— START Data to use —

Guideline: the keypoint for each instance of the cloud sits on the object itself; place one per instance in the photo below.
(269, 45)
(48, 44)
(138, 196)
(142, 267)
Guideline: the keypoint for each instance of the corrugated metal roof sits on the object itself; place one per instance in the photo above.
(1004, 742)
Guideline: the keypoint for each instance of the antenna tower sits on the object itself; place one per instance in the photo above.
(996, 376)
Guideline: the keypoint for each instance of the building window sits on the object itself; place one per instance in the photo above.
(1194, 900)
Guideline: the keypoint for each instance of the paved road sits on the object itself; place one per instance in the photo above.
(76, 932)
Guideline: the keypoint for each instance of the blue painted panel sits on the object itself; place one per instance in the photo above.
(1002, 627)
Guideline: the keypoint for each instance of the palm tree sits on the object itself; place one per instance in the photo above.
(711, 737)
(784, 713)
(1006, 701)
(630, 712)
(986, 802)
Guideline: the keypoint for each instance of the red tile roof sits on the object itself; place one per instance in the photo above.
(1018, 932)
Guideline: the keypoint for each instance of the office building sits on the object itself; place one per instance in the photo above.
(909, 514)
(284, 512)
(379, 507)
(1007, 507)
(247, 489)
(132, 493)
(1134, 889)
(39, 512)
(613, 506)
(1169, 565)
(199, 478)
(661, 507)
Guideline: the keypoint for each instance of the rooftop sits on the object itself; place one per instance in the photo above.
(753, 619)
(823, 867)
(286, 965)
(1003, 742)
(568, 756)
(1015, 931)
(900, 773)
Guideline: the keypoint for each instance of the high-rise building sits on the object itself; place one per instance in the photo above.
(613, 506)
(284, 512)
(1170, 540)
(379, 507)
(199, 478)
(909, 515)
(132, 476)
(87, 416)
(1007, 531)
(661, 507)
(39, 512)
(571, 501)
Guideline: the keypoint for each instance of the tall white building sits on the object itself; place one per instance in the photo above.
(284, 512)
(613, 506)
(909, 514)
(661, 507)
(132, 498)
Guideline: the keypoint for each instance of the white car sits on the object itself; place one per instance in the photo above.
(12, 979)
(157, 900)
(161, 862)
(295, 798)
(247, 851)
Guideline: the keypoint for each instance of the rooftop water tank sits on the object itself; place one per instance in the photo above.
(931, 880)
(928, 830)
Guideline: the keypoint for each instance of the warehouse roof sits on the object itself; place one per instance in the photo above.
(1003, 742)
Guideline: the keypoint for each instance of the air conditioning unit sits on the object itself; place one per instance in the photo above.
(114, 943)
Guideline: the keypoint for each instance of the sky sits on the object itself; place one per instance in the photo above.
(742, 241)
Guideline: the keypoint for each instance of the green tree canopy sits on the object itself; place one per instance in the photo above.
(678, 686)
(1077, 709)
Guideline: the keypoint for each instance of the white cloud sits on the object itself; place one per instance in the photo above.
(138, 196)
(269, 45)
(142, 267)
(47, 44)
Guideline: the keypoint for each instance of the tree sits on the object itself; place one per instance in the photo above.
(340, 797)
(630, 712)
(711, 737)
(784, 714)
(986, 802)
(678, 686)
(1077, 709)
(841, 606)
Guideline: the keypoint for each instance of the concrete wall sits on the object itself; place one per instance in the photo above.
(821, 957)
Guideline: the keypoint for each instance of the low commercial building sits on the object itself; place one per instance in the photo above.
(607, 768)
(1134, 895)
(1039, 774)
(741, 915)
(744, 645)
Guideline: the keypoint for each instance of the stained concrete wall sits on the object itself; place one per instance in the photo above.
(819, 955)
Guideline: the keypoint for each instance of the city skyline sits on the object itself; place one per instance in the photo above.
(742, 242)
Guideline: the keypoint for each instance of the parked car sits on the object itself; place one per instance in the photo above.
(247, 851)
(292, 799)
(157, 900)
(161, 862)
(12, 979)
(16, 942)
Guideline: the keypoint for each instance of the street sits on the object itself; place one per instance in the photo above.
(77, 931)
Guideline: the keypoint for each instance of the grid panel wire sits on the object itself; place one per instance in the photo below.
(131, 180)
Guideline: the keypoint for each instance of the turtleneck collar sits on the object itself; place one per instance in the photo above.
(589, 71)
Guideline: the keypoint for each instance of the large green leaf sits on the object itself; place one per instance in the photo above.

— END Data to use —

# Short problem
Update all of the records above by replacing every "keypoint" with "marker" and keeping everything else the same.

# Answer in full
Guideline: the marker for each instance of the cloud sits on the object itself; place one per instance in the photo below.
(269, 45)
(48, 44)
(138, 196)
(142, 267)
Guideline: the marker for each instance of the corrugated metal roof sits on the object itself; place one per instance in the photo above.
(1004, 742)
Guideline: the marker for each instance of the antenna tower sits on the object itself; place one per instance in the photo above.
(996, 376)
Guideline: the marker for each instance of the building window sits on the object itself; place one per instance in the photo above.
(1194, 900)
Guideline: the marker for each instance of the paved road sits on the object itself; place one per instance in the photo above.
(76, 932)
Guideline: the marker for each instance of the blue painted panel sits on the object itself; place one per instance in the photo above.
(1002, 627)
Guideline: the marker for each instance of the palm tree sits on the object itself; place one per instance in the photo above.
(711, 737)
(784, 713)
(1006, 701)
(630, 712)
(986, 802)
Guideline: the marker for each instance of the red tile roof sits on the object itself; place one per instance in the photo above.
(1018, 932)
Guideline: the marker for each instance of the office building sits on the object itself; place one per instance in the photo above.
(909, 514)
(284, 512)
(379, 507)
(1007, 507)
(247, 489)
(132, 493)
(1134, 889)
(39, 512)
(613, 506)
(1169, 565)
(199, 478)
(661, 507)
Guideline: the marker for each instance of the rooftop sits on the object itself; place one per instance in the photo above.
(753, 619)
(823, 867)
(286, 965)
(1003, 742)
(568, 756)
(1015, 931)
(900, 773)
Guideline: the marker for each instance of the high-rise building sits on the object itself; place one per instance in the photo above.
(613, 506)
(284, 512)
(1170, 540)
(379, 507)
(199, 478)
(909, 515)
(132, 476)
(87, 416)
(1007, 531)
(661, 507)
(39, 512)
(571, 501)
Guideline: the marker for each instance of the tall white building sits on the object itself; place one per instance in the photo above.
(284, 512)
(613, 506)
(909, 514)
(661, 507)
(132, 498)
Guideline: the marker for each instance of the white car sits on the object itself; place one per instance in the photo above.
(12, 979)
(157, 900)
(161, 862)
(295, 798)
(247, 851)
Guideline: the marker for each instance of the rooftop water tank sits on the object itself; place one per instance in the photo above.
(931, 880)
(928, 830)
Guideline: the marker for each instance of the warehouse roof sits on the object itself; place one per instance in the photo above.
(1003, 742)
Guideline: the marker for each instance of the air conditioning unit sits on the object itself; place one per instance in the photo above.
(114, 943)
Guideline: the marker for each instance of the sky sits on the object itself; place one per instance in the photo above.
(742, 241)
Guideline: the marker for each instance of the green tree canopy sits on the object itself; place one per instance in the photo above.
(678, 686)
(1077, 709)
Guideline: the marker for each instance of the white cloud sits on the object itself; place one per instance in the photo above.
(138, 196)
(269, 45)
(142, 267)
(47, 44)
Guideline: the marker for each instance of the tree sits on the object itself; place one per instance in the photo above.
(340, 797)
(630, 712)
(711, 737)
(784, 714)
(986, 802)
(678, 686)
(1077, 709)
(841, 606)
Guideline: the marker for each instance of the concrete wall sits on the object itself; place one per instance in the photo above.
(821, 957)
Guideline: the marker for each instance of the low commercial building sits on the object itself; place one per instance in the photo above.
(607, 768)
(1134, 895)
(1039, 774)
(741, 915)
(744, 645)
Guideline: the marker for each instance of the stained concrete wall sits on the object itself; place one per instance in the photo above.
(819, 955)
Guideline: the marker for each instance of the city skyline sits on the object itself; place one per instance in the photo above.
(742, 242)
Guideline: the marker for each instance of the parked car sits on the object itself; place one per instance in the photo above.
(247, 851)
(292, 799)
(157, 900)
(161, 862)
(12, 979)
(16, 942)
Guideline: the marker for each instance of the street sits on the object itself; place one per instance in the photo above.
(77, 931)
Guideline: the marker for each instance of the grid panel wire sits on the object itself; place one per instance in the photo below.
(131, 180)
Guideline: the marker for each instance of the turtleneck collar sits on the object itself; place one per instance in the photo above.
(589, 71)
Guideline: the marker for each instance of the large green leaf sits on the object itself; place one per instance in the photo above.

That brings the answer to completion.